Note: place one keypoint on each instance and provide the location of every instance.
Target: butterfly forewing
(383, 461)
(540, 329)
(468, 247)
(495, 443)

====

■ **TASK TO CARRY OUT**
Reproduce the whole listing above, word for word.

■ **TASK RESPONSE**
Note: place one keypoint on each instance and provide the location of every instance.
Target: butterfly forewing
(383, 461)
(540, 329)
(468, 247)
(495, 443)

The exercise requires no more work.